Records provided:

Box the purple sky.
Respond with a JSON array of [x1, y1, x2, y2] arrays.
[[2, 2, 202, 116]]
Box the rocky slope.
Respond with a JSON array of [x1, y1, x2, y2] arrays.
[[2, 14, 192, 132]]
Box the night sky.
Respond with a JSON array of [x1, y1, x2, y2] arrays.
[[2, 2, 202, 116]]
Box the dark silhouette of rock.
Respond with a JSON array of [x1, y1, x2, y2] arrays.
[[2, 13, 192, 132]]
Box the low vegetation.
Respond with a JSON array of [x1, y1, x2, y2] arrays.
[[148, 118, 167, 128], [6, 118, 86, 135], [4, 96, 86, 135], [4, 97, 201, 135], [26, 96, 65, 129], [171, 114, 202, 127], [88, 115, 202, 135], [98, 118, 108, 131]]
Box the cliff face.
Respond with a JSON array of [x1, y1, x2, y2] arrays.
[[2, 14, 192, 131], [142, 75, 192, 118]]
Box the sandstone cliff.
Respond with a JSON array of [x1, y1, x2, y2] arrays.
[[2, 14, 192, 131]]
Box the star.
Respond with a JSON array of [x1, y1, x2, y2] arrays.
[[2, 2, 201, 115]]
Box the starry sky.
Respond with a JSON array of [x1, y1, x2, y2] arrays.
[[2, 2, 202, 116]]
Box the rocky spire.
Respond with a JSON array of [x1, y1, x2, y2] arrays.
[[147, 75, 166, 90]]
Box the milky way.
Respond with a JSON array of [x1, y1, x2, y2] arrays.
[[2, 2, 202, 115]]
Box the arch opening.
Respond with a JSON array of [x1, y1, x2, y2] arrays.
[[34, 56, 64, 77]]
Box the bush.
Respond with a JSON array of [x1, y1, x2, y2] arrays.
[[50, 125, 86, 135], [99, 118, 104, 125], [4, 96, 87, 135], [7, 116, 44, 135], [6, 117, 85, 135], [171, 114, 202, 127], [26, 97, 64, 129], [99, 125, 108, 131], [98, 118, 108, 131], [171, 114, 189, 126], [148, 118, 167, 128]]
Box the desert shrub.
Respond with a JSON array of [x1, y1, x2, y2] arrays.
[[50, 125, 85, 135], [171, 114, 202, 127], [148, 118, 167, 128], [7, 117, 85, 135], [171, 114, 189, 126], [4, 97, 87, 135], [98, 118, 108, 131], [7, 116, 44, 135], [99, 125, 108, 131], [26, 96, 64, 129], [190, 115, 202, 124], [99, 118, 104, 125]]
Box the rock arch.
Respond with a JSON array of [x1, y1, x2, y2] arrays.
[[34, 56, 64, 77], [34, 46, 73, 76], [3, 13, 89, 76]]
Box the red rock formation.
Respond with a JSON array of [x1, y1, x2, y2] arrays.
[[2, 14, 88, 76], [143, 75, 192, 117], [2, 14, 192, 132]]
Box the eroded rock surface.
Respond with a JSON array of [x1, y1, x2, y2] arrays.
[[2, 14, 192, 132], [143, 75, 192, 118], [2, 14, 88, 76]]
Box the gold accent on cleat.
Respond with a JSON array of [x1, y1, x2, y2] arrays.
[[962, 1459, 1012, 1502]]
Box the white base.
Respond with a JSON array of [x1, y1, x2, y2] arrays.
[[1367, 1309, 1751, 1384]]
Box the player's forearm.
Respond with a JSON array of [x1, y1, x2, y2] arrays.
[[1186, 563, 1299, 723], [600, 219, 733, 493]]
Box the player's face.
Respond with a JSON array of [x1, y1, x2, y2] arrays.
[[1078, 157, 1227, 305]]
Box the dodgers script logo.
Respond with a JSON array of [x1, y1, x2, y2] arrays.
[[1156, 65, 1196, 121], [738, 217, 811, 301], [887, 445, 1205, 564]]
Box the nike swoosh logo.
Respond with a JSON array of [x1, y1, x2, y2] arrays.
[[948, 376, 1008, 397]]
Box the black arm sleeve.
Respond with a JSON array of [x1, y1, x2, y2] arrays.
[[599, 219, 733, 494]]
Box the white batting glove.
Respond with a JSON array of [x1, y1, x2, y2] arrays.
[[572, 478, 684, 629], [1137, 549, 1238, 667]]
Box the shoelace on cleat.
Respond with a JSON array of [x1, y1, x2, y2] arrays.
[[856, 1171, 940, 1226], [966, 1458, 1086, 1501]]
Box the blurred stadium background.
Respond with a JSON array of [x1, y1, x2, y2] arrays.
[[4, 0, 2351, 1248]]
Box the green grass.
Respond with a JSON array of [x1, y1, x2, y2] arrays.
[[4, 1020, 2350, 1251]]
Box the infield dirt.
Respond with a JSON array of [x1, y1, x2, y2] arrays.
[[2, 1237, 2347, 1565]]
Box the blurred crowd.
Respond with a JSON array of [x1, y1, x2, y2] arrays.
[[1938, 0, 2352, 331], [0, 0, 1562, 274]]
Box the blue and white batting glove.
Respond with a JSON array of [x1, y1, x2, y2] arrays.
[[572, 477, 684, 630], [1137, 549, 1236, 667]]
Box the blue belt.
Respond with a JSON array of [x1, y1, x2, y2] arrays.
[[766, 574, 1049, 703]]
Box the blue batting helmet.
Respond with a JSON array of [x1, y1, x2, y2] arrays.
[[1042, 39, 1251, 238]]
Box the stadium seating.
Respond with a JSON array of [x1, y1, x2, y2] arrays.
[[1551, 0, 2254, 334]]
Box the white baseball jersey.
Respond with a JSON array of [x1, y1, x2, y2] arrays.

Task requirements: Set the data above down again in full, exactly as it reads.

Output:
Box the purple sky.
Respond with a JSON array of [x1, y1, x2, y2] arrays.
[[2, 2, 202, 116]]
Box the rocky slope.
Respond with a JSON array of [x1, y1, x2, y2] arrays.
[[2, 14, 192, 132]]
Box the night sky.
Respond with a JSON array of [x1, y1, x2, y2] arrays.
[[2, 2, 202, 116]]
Box the dark silhouette of rock.
Respond with a JSON array of [x1, y1, x2, y2] arrays.
[[2, 13, 192, 132]]
Box the low vegetation.
Respond with a JSON array of [x1, y1, x2, y2] arrays.
[[148, 118, 167, 128], [6, 118, 86, 135], [4, 96, 86, 135], [4, 97, 201, 135], [26, 96, 65, 129], [171, 114, 202, 127], [88, 115, 202, 135], [98, 118, 108, 131]]
Box the cliff face.
Respond with a JSON array of [x1, y1, x2, y2] arrays.
[[2, 14, 192, 131], [142, 75, 192, 118]]
Box the sandstone cliff.
Respond with a JSON array of [x1, y1, x2, y2] arrays.
[[2, 14, 192, 131]]
Box the star.
Respond with a JSON array of [x1, y1, x2, y2] arrays.
[[2, 2, 201, 115]]
Box the starry sky.
Respond with a JSON array of [x1, y1, x2, y2] arrays.
[[2, 2, 202, 116]]
Box the rocky spire.
Respond with a JSON array of [x1, y1, x2, y2] arrays.
[[147, 75, 166, 90]]
Box the milky way.
Respond with a JSON array of [x1, y1, x2, y2] arrays.
[[2, 2, 202, 115]]
Box the arch opening.
Respond with a JSON array of [x1, y1, x2, y2] arrays.
[[34, 56, 64, 77]]
Box the bush.
Respond with a JSON array of [x1, y1, x2, y2] arrays.
[[50, 125, 86, 135], [99, 118, 104, 125], [4, 96, 87, 135], [7, 116, 44, 135], [6, 117, 85, 135], [171, 114, 202, 127], [26, 97, 64, 129], [99, 125, 108, 131], [98, 118, 108, 131], [171, 114, 189, 126], [148, 118, 167, 128]]
Box the desert shrub.
Respond with a JSON array of [x1, y1, x2, y2] arrays.
[[50, 125, 85, 135], [171, 114, 202, 127], [148, 118, 167, 128], [7, 117, 85, 135], [171, 114, 189, 126], [4, 97, 87, 135], [98, 118, 108, 131], [7, 116, 44, 135], [99, 125, 108, 131], [26, 96, 64, 129], [190, 115, 202, 124], [99, 118, 104, 125]]
Box the rock arch.
Respond with a JSON array of [x1, y1, x2, y2] arrays.
[[34, 56, 64, 77], [34, 46, 73, 76], [3, 13, 89, 76]]
Box the red rock formation.
Respond with a JSON array of [x1, y1, x2, y2] arrays.
[[2, 14, 88, 76], [143, 75, 192, 117], [2, 14, 192, 132]]
Box the eroded rock surface.
Respond with a JSON array of [x1, y1, x2, y2] arrays.
[[2, 14, 192, 132], [143, 75, 192, 118], [2, 14, 88, 76]]
Box the gold accent on cleat.
Respond with a JSON array of [x1, y1, x2, y2] arrays.
[[962, 1459, 1012, 1502]]
Box the white base.
Respond with a JSON array of [x1, y1, x2, y2] arrays.
[[1367, 1309, 1751, 1384]]
Box the player's forearm.
Respond with a JSON array of [x1, y1, x2, y2] arrays.
[[1186, 563, 1299, 723], [600, 219, 733, 493]]
Box the player's face.
Respond with a JSON array of [x1, y1, x2, y2] arrays.
[[1078, 157, 1227, 305]]
Box the dodgers script logo.
Respond with a JSON array of [x1, y1, x2, y2] arrays.
[[1156, 65, 1196, 121], [738, 217, 811, 301], [887, 445, 1205, 564]]
Box the nike swoosh logo.
Respond with a JSON array of [x1, y1, x2, y2] arrays.
[[948, 376, 1008, 397]]
Box the black arm sleeve.
Respond with a JSON array of [x1, y1, x2, y2] arrays.
[[599, 219, 733, 494]]
Box the white batting glove.
Respond with a JSON array of [x1, y1, x2, y2] arrays.
[[572, 478, 684, 629], [1137, 549, 1238, 667]]
Box the shoelace on cleat.
Respond with a JSON array of [x1, y1, x2, y2] arrays.
[[856, 1171, 940, 1226], [966, 1458, 1086, 1501]]
Box the blurred stadium background.
Respond with a JSON array of [x1, y1, x2, y2] arrays.
[[4, 0, 2351, 1248]]
Box the green grass.
Respond with a JSON array of [x1, y1, x2, y2] arrays.
[[4, 1020, 2350, 1251]]
Box the infield dirt.
Respond with a JSON array of [x1, y1, x2, y2] arrays.
[[2, 1237, 2347, 1565]]
Box the blurred crowd.
Respond with a JSON array of [x1, y1, x2, y2] arrays.
[[1938, 0, 2352, 331], [0, 0, 1562, 274]]
Box the blue and white batting glove.
Respond with a JSON array of [x1, y1, x2, y2] arrays.
[[572, 477, 684, 630], [1137, 549, 1236, 667]]
Box the blue belt.
Respond with a JSON array of [x1, y1, x2, y2] arrays.
[[766, 574, 1049, 703]]
Box the blue batting helmet.
Respond with a JSON array of [x1, y1, x2, y2] arrays.
[[1042, 39, 1251, 238]]
Box the stadium seating.
Respond with a JSON array of [x1, y1, x2, y2] arrays.
[[1551, 0, 2254, 334]]
Box the white baseball jersey.
Respond with a JSON array of [x1, y1, x2, y2] arrays.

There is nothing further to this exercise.